▸ TASK REQUIREMENTS: Repeat each entry exactly. Drop every image.

▸ INPUT FOR THIS TASK:
•••
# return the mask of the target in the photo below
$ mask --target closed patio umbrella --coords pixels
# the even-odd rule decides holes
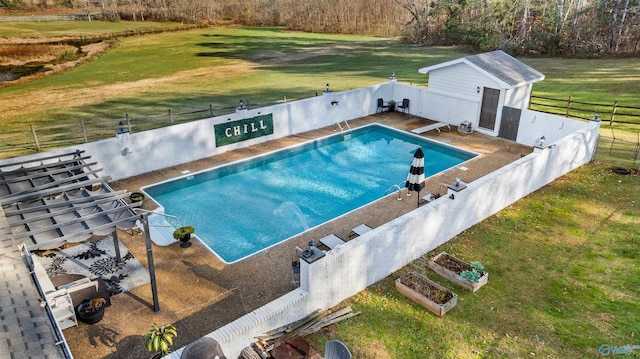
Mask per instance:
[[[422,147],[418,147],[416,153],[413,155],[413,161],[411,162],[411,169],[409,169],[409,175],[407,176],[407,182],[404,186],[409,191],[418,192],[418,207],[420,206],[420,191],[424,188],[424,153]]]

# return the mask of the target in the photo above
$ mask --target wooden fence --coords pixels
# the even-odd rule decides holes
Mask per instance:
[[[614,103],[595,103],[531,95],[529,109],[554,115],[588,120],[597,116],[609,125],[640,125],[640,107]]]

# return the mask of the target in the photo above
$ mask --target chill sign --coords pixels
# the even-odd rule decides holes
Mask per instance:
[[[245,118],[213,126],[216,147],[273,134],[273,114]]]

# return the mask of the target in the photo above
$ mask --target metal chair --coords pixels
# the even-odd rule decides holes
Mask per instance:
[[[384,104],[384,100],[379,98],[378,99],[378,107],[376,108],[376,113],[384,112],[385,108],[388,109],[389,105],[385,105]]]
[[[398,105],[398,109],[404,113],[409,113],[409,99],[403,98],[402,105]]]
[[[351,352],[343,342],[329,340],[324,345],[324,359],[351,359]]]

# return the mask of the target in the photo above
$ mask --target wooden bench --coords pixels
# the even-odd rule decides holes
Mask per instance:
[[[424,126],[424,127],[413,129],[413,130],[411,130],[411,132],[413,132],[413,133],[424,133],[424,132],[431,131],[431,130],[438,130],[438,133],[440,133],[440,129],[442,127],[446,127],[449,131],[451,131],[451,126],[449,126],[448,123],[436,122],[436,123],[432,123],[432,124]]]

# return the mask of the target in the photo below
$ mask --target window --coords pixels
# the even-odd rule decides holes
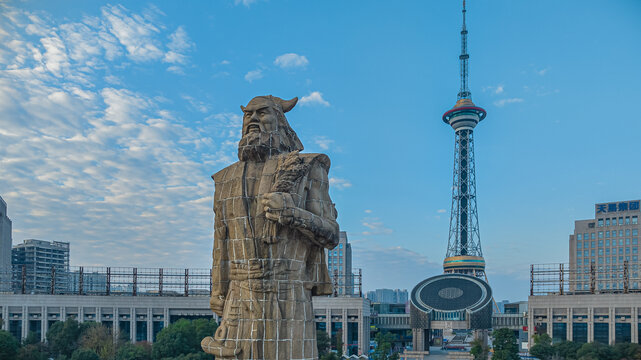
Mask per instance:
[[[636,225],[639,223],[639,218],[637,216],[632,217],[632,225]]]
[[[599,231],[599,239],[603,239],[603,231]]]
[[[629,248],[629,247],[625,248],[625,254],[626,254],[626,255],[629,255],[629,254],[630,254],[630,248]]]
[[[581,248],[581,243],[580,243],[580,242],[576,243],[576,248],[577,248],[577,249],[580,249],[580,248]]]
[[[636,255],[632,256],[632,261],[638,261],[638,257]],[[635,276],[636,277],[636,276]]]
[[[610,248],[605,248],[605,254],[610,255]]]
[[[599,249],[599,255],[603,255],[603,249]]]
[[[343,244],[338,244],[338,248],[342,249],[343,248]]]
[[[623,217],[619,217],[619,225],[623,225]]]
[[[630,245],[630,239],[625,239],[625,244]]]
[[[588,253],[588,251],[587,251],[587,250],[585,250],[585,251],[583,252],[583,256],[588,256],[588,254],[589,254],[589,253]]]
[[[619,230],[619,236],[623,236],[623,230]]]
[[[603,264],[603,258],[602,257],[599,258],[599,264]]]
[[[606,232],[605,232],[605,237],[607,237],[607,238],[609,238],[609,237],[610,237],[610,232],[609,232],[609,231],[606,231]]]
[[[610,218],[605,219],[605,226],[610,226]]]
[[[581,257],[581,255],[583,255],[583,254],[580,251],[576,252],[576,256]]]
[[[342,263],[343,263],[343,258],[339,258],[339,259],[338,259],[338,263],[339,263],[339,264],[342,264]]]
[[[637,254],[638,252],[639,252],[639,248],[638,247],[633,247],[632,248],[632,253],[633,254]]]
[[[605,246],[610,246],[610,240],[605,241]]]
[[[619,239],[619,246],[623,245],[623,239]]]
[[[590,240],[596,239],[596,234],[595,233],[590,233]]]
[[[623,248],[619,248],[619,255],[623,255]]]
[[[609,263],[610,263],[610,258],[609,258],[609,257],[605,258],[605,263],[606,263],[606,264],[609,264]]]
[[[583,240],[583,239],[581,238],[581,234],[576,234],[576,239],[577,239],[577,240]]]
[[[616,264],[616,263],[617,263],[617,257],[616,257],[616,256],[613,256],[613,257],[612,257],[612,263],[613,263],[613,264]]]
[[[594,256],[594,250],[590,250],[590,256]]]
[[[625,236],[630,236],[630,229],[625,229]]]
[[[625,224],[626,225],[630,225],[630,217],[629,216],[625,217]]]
•••
▸ TASK RESULT:
# return the mask of the target in the photo below
$ mask --target closed patio umbrella --coords pixels
# the even-odd rule decides holes
Mask per instance:
[[[422,147],[418,147],[416,153],[413,155],[413,161],[411,162],[411,169],[409,169],[409,175],[407,176],[407,182],[404,186],[409,191],[418,192],[418,207],[420,206],[420,191],[424,188],[424,153]]]

# return the mask of the target in the photo above
$ mask --target wooden fence --coords pixels
# the even-odd rule decides holes
Mask per instance:
[[[614,103],[595,103],[531,95],[529,109],[554,115],[588,120],[597,116],[609,125],[640,125],[640,107]]]

# return the mask of the target in the photo above
$ mask --target chill sign --coords pixels
# the even-odd rule decides holes
Mask per instance:
[[[245,118],[213,126],[216,147],[273,134],[273,114]]]

# return the mask of the target in the photo above
$ mask --target metal chair --coords pixels
# the even-odd rule decides holes
Mask per instance:
[[[384,104],[384,100],[379,98],[378,99],[378,107],[376,108],[376,113],[384,112],[385,108],[388,109],[389,105],[385,105]]]
[[[398,105],[398,109],[404,113],[409,113],[409,99],[403,98],[402,105]]]
[[[351,352],[343,342],[329,340],[324,345],[324,359],[351,359]]]

# return the mask of the target in the photo above
$ mask --target wooden bench --coords pixels
# the even-odd rule decides holes
Mask per instance:
[[[424,126],[424,127],[413,129],[413,130],[411,130],[411,132],[413,132],[413,133],[424,133],[424,132],[431,131],[431,130],[438,130],[438,133],[440,133],[440,129],[442,127],[446,127],[449,131],[451,131],[451,126],[449,126],[448,123],[436,122],[436,123],[432,123],[432,124]]]

# return the mask of the target in the photo below
$ mask --target window --coords pixels
# the even-odd rule decides holes
Mask per instance:
[[[636,225],[639,223],[639,218],[637,216],[632,217],[632,225]]]
[[[599,231],[599,239],[603,239],[603,231]]]
[[[629,248],[629,247],[625,248],[625,254],[626,254],[626,255],[629,255],[629,254],[630,254],[630,248]]]
[[[581,248],[581,243],[580,243],[580,242],[576,243],[576,248],[577,248],[577,249],[580,249],[580,248]]]
[[[636,255],[632,256],[632,261],[638,261],[638,257]],[[635,276],[636,277],[636,276]]]
[[[610,248],[605,248],[605,254],[610,255]]]
[[[599,249],[599,255],[603,255],[603,249]]]
[[[343,244],[338,244],[338,248],[342,249],[343,248]]]
[[[623,217],[619,217],[619,225],[623,225]]]
[[[630,245],[630,239],[625,239],[625,244]]]
[[[588,253],[588,251],[587,251],[587,250],[585,250],[585,251],[583,252],[583,256],[588,256],[588,254],[589,254],[589,253]]]
[[[619,230],[619,236],[623,236],[623,230]]]
[[[603,264],[603,258],[602,257],[599,258],[599,264]]]
[[[606,232],[605,232],[605,237],[607,237],[607,238],[609,238],[609,237],[610,237],[610,232],[609,232],[609,231],[606,231]]]
[[[610,218],[605,219],[605,226],[610,226]]]
[[[581,257],[581,255],[583,255],[583,254],[580,251],[576,252],[576,256]]]
[[[342,263],[343,263],[343,258],[339,258],[339,259],[338,259],[338,263],[339,263],[339,264],[342,264]]]
[[[637,254],[638,252],[639,252],[639,248],[638,247],[633,247],[632,248],[632,253],[633,254]]]
[[[605,246],[610,246],[610,240],[605,241]]]
[[[619,239],[619,246],[623,245],[623,239]]]
[[[590,240],[596,239],[596,234],[595,233],[590,233]]]
[[[623,248],[619,248],[619,255],[623,255]]]
[[[609,263],[610,263],[610,258],[609,258],[609,257],[605,258],[605,263],[606,263],[606,264],[609,264]]]
[[[583,240],[583,239],[581,238],[581,234],[576,234],[576,239],[577,239],[577,240]]]
[[[616,264],[616,263],[617,263],[617,257],[616,257],[616,256],[613,256],[613,257],[612,257],[612,263],[613,263],[613,264]]]
[[[594,256],[594,250],[590,250],[590,256]]]
[[[625,236],[630,236],[630,229],[625,229]]]
[[[625,224],[626,225],[630,225],[630,217],[629,216],[625,217]]]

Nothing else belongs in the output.